### Provided entries
● ● ● ● ●
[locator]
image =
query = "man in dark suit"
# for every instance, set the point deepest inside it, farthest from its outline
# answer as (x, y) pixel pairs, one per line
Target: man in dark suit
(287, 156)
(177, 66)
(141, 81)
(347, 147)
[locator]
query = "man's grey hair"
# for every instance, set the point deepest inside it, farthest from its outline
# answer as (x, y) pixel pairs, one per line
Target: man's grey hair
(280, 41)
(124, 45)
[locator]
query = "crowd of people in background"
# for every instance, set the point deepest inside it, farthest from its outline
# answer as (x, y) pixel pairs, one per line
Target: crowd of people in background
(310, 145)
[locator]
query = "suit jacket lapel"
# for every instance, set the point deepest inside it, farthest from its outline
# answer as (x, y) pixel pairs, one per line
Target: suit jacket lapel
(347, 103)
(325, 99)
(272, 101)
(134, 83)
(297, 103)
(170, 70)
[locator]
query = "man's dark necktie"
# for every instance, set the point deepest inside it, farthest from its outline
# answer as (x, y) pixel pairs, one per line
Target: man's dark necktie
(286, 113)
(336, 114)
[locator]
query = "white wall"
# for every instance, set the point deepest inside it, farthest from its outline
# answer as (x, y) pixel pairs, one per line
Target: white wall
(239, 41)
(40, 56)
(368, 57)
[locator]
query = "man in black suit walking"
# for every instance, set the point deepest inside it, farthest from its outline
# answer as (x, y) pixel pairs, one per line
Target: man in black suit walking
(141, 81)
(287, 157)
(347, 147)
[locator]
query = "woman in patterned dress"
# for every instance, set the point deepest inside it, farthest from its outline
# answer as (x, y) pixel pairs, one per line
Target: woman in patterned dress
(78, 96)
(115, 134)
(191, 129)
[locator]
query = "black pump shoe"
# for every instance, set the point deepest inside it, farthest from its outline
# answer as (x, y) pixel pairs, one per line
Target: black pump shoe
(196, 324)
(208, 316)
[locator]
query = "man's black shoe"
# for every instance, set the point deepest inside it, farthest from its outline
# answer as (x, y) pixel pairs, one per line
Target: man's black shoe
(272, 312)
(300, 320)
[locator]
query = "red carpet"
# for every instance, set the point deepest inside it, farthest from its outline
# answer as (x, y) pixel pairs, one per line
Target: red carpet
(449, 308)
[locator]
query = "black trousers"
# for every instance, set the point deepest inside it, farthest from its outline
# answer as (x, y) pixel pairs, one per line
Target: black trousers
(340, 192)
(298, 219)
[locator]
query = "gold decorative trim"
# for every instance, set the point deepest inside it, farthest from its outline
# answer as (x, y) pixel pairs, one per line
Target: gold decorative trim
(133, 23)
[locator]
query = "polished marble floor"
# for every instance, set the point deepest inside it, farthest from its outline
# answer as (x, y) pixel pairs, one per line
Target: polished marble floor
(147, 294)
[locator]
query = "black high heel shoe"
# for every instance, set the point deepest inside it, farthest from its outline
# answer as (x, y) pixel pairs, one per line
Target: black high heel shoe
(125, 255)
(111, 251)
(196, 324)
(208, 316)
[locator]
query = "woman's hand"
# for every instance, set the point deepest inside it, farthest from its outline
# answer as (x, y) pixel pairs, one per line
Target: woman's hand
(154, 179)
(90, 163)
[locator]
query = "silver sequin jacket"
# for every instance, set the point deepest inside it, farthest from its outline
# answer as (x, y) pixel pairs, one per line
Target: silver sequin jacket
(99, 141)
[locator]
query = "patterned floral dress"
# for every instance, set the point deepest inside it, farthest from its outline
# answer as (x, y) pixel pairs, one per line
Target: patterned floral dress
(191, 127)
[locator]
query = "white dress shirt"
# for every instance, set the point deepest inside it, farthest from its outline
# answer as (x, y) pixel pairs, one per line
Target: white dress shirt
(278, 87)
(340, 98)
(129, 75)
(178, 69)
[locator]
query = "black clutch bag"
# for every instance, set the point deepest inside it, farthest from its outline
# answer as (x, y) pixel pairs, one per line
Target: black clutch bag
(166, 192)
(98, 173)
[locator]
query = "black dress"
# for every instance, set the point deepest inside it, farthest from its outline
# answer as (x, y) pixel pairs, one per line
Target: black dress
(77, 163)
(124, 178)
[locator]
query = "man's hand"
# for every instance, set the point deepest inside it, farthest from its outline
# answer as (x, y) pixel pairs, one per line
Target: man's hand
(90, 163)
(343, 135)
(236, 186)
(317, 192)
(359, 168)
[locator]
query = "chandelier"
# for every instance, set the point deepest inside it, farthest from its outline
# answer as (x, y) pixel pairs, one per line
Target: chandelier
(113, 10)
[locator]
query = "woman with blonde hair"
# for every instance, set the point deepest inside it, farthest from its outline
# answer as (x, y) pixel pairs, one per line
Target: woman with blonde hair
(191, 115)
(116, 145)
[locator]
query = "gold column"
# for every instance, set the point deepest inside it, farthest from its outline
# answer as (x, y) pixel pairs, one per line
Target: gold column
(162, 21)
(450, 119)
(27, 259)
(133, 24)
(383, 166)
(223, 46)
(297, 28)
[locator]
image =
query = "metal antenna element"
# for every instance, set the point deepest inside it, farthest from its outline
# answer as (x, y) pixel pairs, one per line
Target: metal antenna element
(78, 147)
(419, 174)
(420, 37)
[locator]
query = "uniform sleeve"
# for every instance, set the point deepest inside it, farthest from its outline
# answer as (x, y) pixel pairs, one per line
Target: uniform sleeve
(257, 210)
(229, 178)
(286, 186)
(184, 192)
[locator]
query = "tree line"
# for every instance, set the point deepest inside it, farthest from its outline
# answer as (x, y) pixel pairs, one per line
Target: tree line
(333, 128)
● ● ● ● ●
### Your objective
Please be sure to repeat every entry exactly.

### Written response
[locator]
image =
query = "man in dark suit"
# for every instance, set the point deepest inside it, farthest from its outline
# answer as (x, y) pixel pairs, one per line
Target: man in dark suit
(287, 156)
(177, 66)
(141, 81)
(347, 147)
[locator]
query = "man's grey hair"
# for every instance, set the point deepest inside it, farthest from its outline
# answer as (x, y) pixel pairs, one per line
Target: man's grey hair
(280, 41)
(124, 45)
[locator]
query = "crowd of people in background"
# for every instance, set the point deepest inside it, farthest from its outline
# answer as (x, y) pixel pairs, one per line
Target: crowd of people in background
(310, 145)
[locator]
query = "suit jacket lapel"
# for every instance, set the point deepest inside it, farthest from its outline
# answer as (x, y) pixel pairs, one per line
Target: suit jacket lapel
(347, 103)
(325, 99)
(272, 101)
(134, 83)
(297, 103)
(170, 70)
[locator]
query = "man's dark necktie"
# for every instance, set the point deepest inside it, farthest from its outline
# answer as (x, y) pixel pairs, one per line
Target: man's dark necktie
(286, 113)
(336, 114)
[locator]
query = "white wall"
# for every instance, set the point deepest inside it, farthest from its outline
# answer as (x, y) pixel pairs, one per line
Target: white wall
(239, 41)
(40, 56)
(368, 57)
[locator]
query = "man in black suit walking"
# for every instance, set the point deepest inside it, farthest from its outline
# answer as (x, y) pixel pairs, one per line
Target: man in black suit walking
(141, 81)
(287, 157)
(347, 147)
[locator]
query = "woman in patterned dress"
# for every instance, set the point deepest inside it, farthest from its outline
# answer as (x, y) pixel pairs, one per line
Target: woman in patterned dress
(78, 96)
(115, 134)
(191, 129)
[locator]
query = "black pump shoe"
# for every instance, set the point deepest inside it, farthest from its outline
# answer as (x, y) pixel pairs, one per line
Target: black pump shoe
(196, 324)
(208, 316)
[locator]
query = "man's black shoe"
# for every instance, set the point deepest inside it, farthest from its outline
# answer as (x, y) pixel pairs, one per line
Target: man's black shoe
(272, 312)
(300, 320)
[locator]
query = "red carpet"
# for every instance, set the point deepest inside it, farthest from its outline
# answer as (x, y) pixel pairs, one per line
Target: red carpet
(449, 308)
[locator]
query = "black trousers"
# for every instance, set the point deepest inside it, farthest from its outline
# answer as (x, y) pixel pairs, one per line
Target: black trousers
(340, 192)
(298, 219)
[locator]
query = "gold decorative trim"
# for every instance, set the point deepest inside it, farthest from its outline
# answer as (x, y) pixel pairs, one per line
Target: gold decorative trim
(133, 23)
[locator]
query = "polished marble floor"
# for every instance, set the point deepest inside it, farthest from its outline
# answer as (x, y) pixel pairs, one per line
Target: polished marble floor
(147, 294)
[locator]
query = "black high heel shoe"
# for every instance, set the point deepest inside it, farthest from its outline
# answer as (x, y) pixel pairs, one per line
Target: black high heel shoe
(125, 255)
(111, 251)
(196, 324)
(208, 316)
[locator]
query = "woman's hand"
# for every instance, set the point deepest inside it, farthest from its outline
# answer as (x, y) pixel pairs, one per line
Target: woman's hand
(154, 179)
(90, 163)
[locator]
query = "silver sequin jacket"
# for every instance, set the point deepest inside it, farthest from its outline
# answer as (x, y) pixel pairs, one per line
Target: silver sequin jacket
(99, 141)
[locator]
query = "patterned floral dress"
# for every instance, set the point deepest inside it, farthest from its outline
# answer as (x, y) pixel pairs, one per line
Target: patterned floral dress
(191, 127)
[locator]
query = "white dress shirt"
# for every instance, set the point deepest inside it, farthest from its outline
# answer as (x, y) pixel pairs, one per line
Target: white dress shirt
(278, 87)
(340, 98)
(129, 75)
(178, 69)
[locator]
query = "black clutch bag"
# for every instance, set the point deepest inside it, farthest from its outline
# answer as (x, y) pixel pairs, one per line
Target: black clutch bag
(166, 192)
(98, 173)
[locator]
query = "black dress"
# for every instance, set the point deepest inside it, farthest from its outline
# answer as (x, y) pixel pairs, one per line
Target: black dress
(77, 163)
(124, 178)
[locator]
query = "man's hand"
# for every instance, set the point deepest inside it, farthest from its outline
# answer as (x, y) pixel pairs, one per line
Target: man's hand
(90, 163)
(343, 135)
(236, 186)
(317, 192)
(359, 168)
[locator]
query = "chandelier"
# for every instance, set the point deepest inside it, farthest from its outline
# answer as (x, y) pixel pairs, one per line
Target: chandelier
(113, 10)
[locator]
query = "woman with blonde hair"
# for every instance, set the point deepest inside it, farthest from its outline
# answer as (x, y) pixel pairs, one per line
Target: woman with blonde hair
(191, 115)
(116, 145)
[locator]
query = "gold column"
# for every instance, set the point deepest inside it, farthest from its outline
# answer as (x, y) pixel pairs, one per line
Target: gold column
(162, 21)
(450, 119)
(27, 259)
(133, 24)
(383, 166)
(223, 46)
(297, 28)
[locator]
image =
query = "metal antenna element"
# for every instance, set the point deepest inside it, farthest from its outline
# answer as (x, y) pixel pairs, one per line
Target: metal antenna element
(78, 147)
(419, 174)
(420, 37)
[locator]
query = "uniform sleeve"
# for every instance, set the point deepest inside it, farthest from its outline
# answer as (x, y) pixel pairs, one per line
Target: uniform sleeve
(257, 210)
(229, 178)
(286, 186)
(184, 192)
[locator]
query = "tree line"
# for every instance, set the point deepest inside it, farthest from its outline
# answer as (x, y) pixel pairs, one per line
Target: tree line
(333, 128)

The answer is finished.